(Object point labels)
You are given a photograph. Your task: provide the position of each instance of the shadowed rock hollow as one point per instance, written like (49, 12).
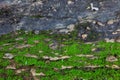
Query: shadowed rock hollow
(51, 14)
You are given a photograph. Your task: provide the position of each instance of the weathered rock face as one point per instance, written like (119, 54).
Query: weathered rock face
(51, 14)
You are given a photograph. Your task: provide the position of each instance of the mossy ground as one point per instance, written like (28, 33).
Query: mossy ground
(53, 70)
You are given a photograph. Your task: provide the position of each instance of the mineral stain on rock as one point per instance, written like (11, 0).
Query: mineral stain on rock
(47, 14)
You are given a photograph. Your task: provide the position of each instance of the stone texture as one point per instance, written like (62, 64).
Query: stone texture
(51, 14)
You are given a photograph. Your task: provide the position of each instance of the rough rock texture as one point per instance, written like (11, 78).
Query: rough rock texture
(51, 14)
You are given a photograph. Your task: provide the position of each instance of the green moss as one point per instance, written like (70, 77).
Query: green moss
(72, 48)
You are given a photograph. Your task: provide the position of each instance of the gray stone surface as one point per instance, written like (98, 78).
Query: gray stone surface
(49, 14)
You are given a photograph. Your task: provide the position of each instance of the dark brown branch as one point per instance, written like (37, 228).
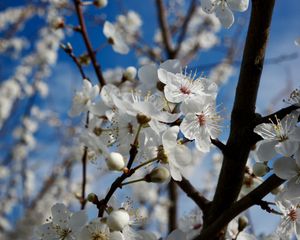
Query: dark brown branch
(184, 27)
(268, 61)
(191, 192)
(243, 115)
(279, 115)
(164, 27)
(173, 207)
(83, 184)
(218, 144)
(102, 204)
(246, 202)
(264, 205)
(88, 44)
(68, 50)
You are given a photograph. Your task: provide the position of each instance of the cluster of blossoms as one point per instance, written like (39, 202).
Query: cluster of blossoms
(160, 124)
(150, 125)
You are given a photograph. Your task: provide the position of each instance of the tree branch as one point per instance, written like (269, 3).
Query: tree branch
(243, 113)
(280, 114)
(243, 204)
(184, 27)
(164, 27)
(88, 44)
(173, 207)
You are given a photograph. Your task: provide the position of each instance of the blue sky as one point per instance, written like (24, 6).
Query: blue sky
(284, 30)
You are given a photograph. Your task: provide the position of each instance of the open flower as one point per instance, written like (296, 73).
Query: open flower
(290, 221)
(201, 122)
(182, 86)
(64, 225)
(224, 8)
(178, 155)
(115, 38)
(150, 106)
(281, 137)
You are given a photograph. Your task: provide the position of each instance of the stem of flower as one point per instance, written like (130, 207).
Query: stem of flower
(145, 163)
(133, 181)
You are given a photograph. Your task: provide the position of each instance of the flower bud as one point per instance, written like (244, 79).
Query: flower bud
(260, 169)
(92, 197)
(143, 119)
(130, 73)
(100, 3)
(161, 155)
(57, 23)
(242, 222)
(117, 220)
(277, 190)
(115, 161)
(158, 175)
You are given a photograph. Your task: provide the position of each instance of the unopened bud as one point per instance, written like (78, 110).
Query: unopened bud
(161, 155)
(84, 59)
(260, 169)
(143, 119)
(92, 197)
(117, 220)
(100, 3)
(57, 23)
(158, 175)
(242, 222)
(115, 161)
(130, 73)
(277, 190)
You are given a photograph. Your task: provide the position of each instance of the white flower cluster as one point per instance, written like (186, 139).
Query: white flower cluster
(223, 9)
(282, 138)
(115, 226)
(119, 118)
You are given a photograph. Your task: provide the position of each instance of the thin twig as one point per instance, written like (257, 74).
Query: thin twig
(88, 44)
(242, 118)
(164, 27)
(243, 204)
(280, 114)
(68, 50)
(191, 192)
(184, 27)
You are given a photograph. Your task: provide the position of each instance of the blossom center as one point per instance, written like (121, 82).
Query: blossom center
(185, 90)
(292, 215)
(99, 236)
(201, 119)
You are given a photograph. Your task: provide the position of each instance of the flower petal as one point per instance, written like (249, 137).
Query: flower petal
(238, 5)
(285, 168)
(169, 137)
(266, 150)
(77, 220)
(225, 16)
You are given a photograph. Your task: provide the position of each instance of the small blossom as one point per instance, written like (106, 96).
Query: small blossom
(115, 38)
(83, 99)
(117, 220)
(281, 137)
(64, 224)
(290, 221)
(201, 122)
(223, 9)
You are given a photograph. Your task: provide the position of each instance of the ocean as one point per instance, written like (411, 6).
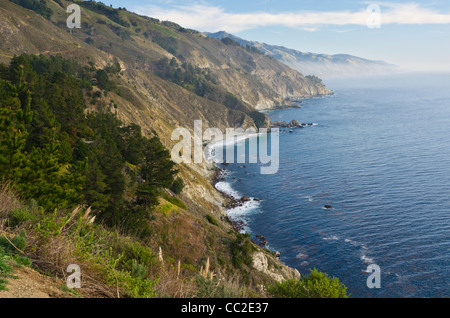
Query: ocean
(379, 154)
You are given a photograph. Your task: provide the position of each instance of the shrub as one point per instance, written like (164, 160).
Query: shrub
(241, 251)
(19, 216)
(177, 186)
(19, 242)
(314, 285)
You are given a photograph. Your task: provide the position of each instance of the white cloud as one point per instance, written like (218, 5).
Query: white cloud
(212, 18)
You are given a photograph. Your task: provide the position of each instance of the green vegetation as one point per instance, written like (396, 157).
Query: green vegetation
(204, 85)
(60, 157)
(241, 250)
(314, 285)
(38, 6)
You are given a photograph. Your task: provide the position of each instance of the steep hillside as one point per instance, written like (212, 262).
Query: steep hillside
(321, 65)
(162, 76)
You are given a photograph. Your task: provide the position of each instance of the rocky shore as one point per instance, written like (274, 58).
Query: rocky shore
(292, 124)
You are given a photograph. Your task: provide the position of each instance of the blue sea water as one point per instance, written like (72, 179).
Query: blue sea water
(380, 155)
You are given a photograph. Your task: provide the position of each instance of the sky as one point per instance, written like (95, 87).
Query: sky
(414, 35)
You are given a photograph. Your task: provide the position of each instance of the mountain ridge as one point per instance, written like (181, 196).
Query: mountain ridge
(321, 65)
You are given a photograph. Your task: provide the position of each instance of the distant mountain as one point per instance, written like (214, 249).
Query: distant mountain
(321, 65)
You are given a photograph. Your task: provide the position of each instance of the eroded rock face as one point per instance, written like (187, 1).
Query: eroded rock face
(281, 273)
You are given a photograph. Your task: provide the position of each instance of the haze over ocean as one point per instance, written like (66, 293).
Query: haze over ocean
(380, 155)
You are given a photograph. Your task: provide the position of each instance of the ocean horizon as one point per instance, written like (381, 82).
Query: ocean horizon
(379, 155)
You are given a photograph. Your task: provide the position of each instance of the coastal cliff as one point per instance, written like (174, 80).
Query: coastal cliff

_THE TASK:_ Except for the pictures, print the data above exactly.

_EXERCISE SOLUTION:_
You are given a photograph. Your task: provide the position of each instance of the shadowed rock hollow as one point per instance, written like (49, 12).
Query: shadowed rock hollow
(51, 14)
You are given a photograph. Your task: provide the position of each instance of the weathered rock face as one point per instance, written like (119, 54).
Query: weathered rock face
(51, 14)
You are given a photograph. Your task: provide the position of each instance of the mossy ground as one point per instance, written like (28, 33).
Query: mossy ground
(53, 70)
You are given a photograph. Your task: provide the position of each instance of the mineral stain on rock as one point per instance, written like (11, 0).
Query: mineral stain on rock
(47, 14)
You are given a photograph. Your task: provide the position of each instance of the stone texture as one point per instance, written like (62, 64).
Query: stone texture
(51, 14)
You are given a photograph. Your task: provide the position of each instance of the rough rock texture as one point per instance, written like (11, 78).
Query: rough rock texture
(51, 14)
You are given a photograph. Your task: provide the position of each instance of the green moss as one point per instance, written like (70, 77).
Query: green moss
(72, 48)
You are given a photograph. Your task: provide the position of each instance of the gray stone surface as one point per instance, written like (98, 78).
Query: gray stone surface
(49, 14)
You are given a photograph. Your task: provide the position of each instance of the dark brown branch as one point per instance, written like (37, 228).
Query: dark brown branch
(184, 27)
(268, 61)
(191, 192)
(243, 115)
(279, 115)
(164, 27)
(173, 207)
(83, 184)
(218, 144)
(102, 204)
(246, 202)
(264, 205)
(88, 44)
(68, 50)
You are given a photograph. Your task: provide the position of each instance of the cluster of blossoms as one point per instance, written like (39, 202).
Query: cluster of blossoms
(160, 124)
(150, 125)
You are given a photograph. Your task: provide the position of each instance of the tree branch as one point per instance, written like (269, 3).
Query: tree branch
(243, 113)
(280, 114)
(243, 204)
(184, 27)
(164, 27)
(88, 44)
(173, 207)
You are given a photograph. Your task: provide the position of each instance of the blue sky as one point per instance, written like (24, 6).
Query: blue sky
(284, 30)
You are given a photograph. Your task: provide the position of each instance of the open flower as one point per instance, written like (296, 73).
Query: open flower
(290, 221)
(201, 122)
(182, 86)
(64, 225)
(224, 8)
(178, 155)
(115, 38)
(150, 106)
(281, 137)
You are given a photograph. Your task: provide the position of each instance of the stem of flower as one point per instance, written like (130, 207).
Query: stem of flower
(145, 163)
(133, 181)
You are given a photograph. Your task: provide the position of each instance of the flower bud as one point per instance, written like (244, 79).
Query: flower bud
(260, 169)
(92, 197)
(143, 119)
(130, 73)
(100, 3)
(161, 155)
(57, 23)
(242, 222)
(117, 220)
(277, 190)
(115, 161)
(158, 175)
You are given a photograph. Your task: provide the position of each instance of the unopened bud as one point per instance, written like (78, 110).
Query: unopened bud
(161, 155)
(84, 59)
(260, 169)
(143, 119)
(92, 197)
(117, 220)
(100, 3)
(57, 23)
(158, 175)
(242, 222)
(115, 161)
(130, 73)
(277, 190)
You are given a photograph. Your task: provide the position of each instance of the white flower cluster as one point per instance, written like (186, 139).
Query: white flower cluster
(223, 9)
(282, 138)
(115, 226)
(119, 118)
You are given a photograph. Your task: provide the position of each instance of the thin twig as one point per instance, written like (257, 74).
Query: thin twig
(88, 44)
(242, 118)
(164, 27)
(243, 204)
(280, 114)
(68, 50)
(191, 192)
(184, 27)
You are given a photograph. Your task: provide the position of each instance of the blossom center as one point per instance, written like (121, 82).
Query: blossom center
(185, 90)
(292, 215)
(99, 236)
(201, 119)
You are given a photograph. Your task: provide the position of each instance of the flower petal as one point per instance, written like (249, 137).
Query: flower petal
(238, 5)
(285, 168)
(169, 137)
(266, 150)
(77, 220)
(225, 16)
You are given a photograph. Your task: provide the position of each instance of the small blossom as one point per instance, written like (106, 96).
Query: small blossom
(115, 38)
(83, 99)
(117, 220)
(281, 137)
(64, 224)
(290, 221)
(201, 122)
(223, 9)
You are given a photograph. Your task: provide the position of each instance of the ocean as one point per instance, written like (411, 6).
Query: ocean
(379, 154)
You are given a photograph. Your task: provide the position of each instance of the shrub as one point per instance, written like (164, 160).
Query: shrub
(241, 251)
(19, 216)
(177, 186)
(19, 242)
(314, 285)
You are given a photograph. Your task: provide the position of each instance of the white cloud as one point per instance, written like (218, 5).
Query: white cloud
(212, 18)
You are given a photograph. Your task: provide the position of each instance of the green vegetation as one point per instance, written like (396, 157).
Query: green vegetation
(204, 85)
(60, 157)
(241, 250)
(314, 285)
(38, 6)
You are given a photograph. Your task: provide the position of each instance of the steep hillside as one point per instance, written like (212, 262).
Query: steep hillside
(321, 65)
(162, 76)
You are given a photograph. Your task: provide the position of each instance of the rocky shore as one point per instance, written like (274, 58).
Query: rocky shore
(292, 124)
You are given a photograph. Your task: provide the position of each instance of the blue sea water as one point per instance, written like (72, 179).
Query: blue sea water
(380, 155)
You are given a photograph. Your task: provide the position of each instance of the sky as one point per instance, written like (95, 87).
Query: sky
(414, 35)
You are given a photograph. Your task: provide the position of each instance of the mountain ridge as one point per instance, written like (181, 196).
Query: mountain ridge
(321, 65)
You are given a photograph. Your task: provide the position of each instance of the distant mountain as one point per instance, written like (214, 249).
Query: distant mountain
(321, 65)
You are given a photograph. Your task: provide the position of each instance of the eroded rock face as one point per instance, written like (187, 1).
Query: eroded rock face
(281, 273)
You are given a photograph. Your task: provide the position of each instance of the haze over ocean as one point per instance, written like (66, 293).
Query: haze over ocean
(380, 155)
You are given a photograph. Your task: provide the position of each instance of the ocean horizon as one point per instance, written like (381, 82).
Query: ocean horizon
(379, 155)
You are given a photograph. Your task: provide the position of each instance of the coastal cliff as one point per instance, written like (174, 80).
Query: coastal cliff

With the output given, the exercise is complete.